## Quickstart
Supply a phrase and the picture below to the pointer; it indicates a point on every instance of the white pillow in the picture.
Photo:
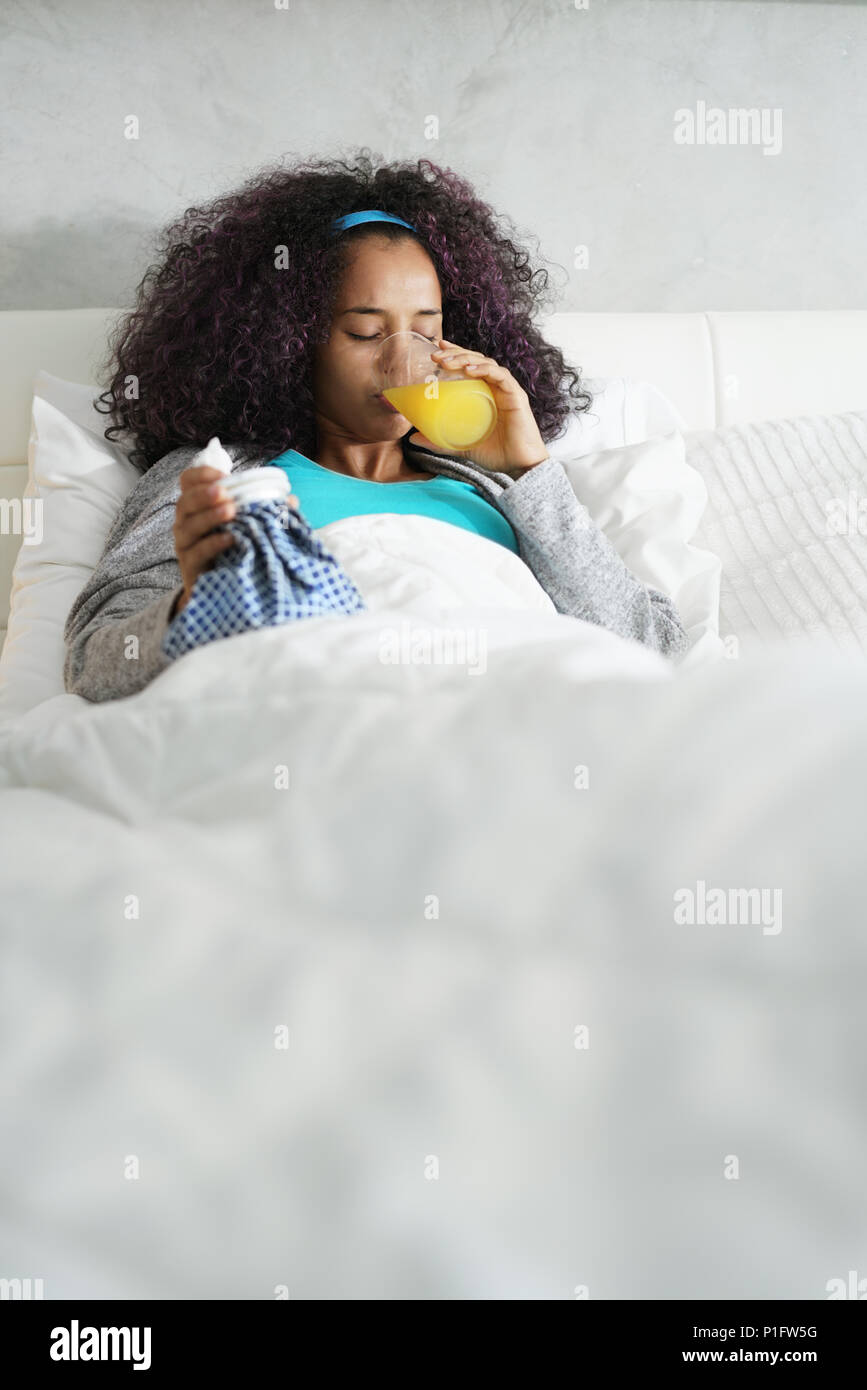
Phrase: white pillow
(649, 502)
(77, 483)
(82, 480)
(623, 412)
──────────
Problem details: Can you reproduce every line of all the records, requests included, but with each point coordinate in the answers scaled by 1.15 and rounded to a whole number, halves rounding up? Leave the pictures out.

Exercise response:
## Quickstart
Supply a phrase and the picture below to the pointer; it indicates a point on every instance of the white pillow in the picture.
Photo:
Phrase: white pillow
(746, 577)
(89, 555)
(94, 552)
(716, 474)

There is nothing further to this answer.